___ EXTRAIT DU DOCUMENT
« Il y a soixante-dix ans, la France était divisée en deux zones : occupée et non occupée. La frontière tranchait la Gironde du nord au sud, isolant la partie est. L’historien Philippe Souleau évoque cette période. 1940 : les souvenirs de deux habitants de Sauveterre-de-Guyenne. »
Propos recueillis par Hervé Mathurin :
« Malgré ses 95 ans, Marguerite Meyran a conservé un souvenir très vif de la période de l’occupation à Sauveterre-de-Guyenne. Elle avait 26 ans en septembre 1940, son mari garagiste allait être démobilisé après la débâcle. La ligne de démarcation passait au ras de leur garage et de leur maison porte Saint-Romain, l’une des entrées de la bastide. Les Allemands faisaient quasiment partie de leur voisinage et chacun cohabitait vaille que vaille : « On les prenait comme ils étaient, certains échangeaient des timbres mais leur commandant n’était pas commode. Et quand ils avaient dit « nicht papier, nicht passier », ce n’était pas la peine de discuter. »
La maison du couple Meyran avait une particularité : elle était située en zone occupée mais seuls une haie et un fossé la séparaient de la zone non occupée. Une situation idéale pour franchir la ligne de démarcation : « Une nuit, j’ai fait passer quatre personnes de Longwy qui avaient dormi chez moi. Je connaissais parfaitement les heures de la ronde et quand celle-ci est passée, j’ai fait signe aux gens de sauter le fossé pendant que mon mari faisait le guet. »
______
___ DONNÉES ENREGISTRÉES
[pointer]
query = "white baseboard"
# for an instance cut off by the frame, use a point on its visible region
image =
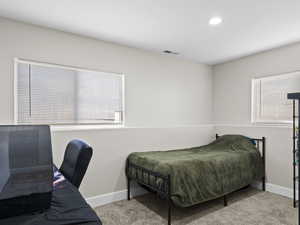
______
**CONSIGNE**
Reproduisez à l'identique l'intégralité du texte sur la ligne de démarcation à Sauveterre-de-Guyenne.

**RÉPONSE**
« Il y a soixante-dix ans, la France était divisée en deux zones : occupée et non occupée. La frontière tranchait la Gironde du nord au sud, isolant la partie est. L’historien Philippe Souleau évoque cette période. 1940 : les souvenirs de deux habitants de Sauveterre-de-Guyenne. »
Propos recueillis par Hervé Mathurin :
« Malgré ses 95 ans, Marguerite Meyran a conservé un souvenir très vif de la période de l’occupation à Sauveterre-de-Guyenne. Elle avait 26 ans en septembre 1940, son mari garagiste allait être démobilisé après la débâcle. La ligne de démarcation passait au ras de leur garage et de leur maison porte Saint-Romain, l’une des entrées de la bastide. Les Allemands faisaient quasiment partie de leur voisinage et chacun cohabitait vaille que vaille : « On les prenait comme ils étaient, certains échangeaient des timbres mais leur commandant n’était pas commode. Et quand ils avaient dit « nicht papier, nicht passier », ce n’était pas la peine de discuter. »
La maison du couple Meyran avait une particularité : elle était située en zone occupée mais seuls une haie et un fossé la séparaient de la zone non occupée. Une situation idéale pour franchir la ligne de démarcation : « Une nuit, j’ai fait passer quatre personnes de Longwy qui avaient dormi chez moi. Je connaissais parfaitement les heures de la ronde et quand celle-ci est passée, j’ai fait signe aux gens de sauter le fossé pendant que mon mari faisait le guet. »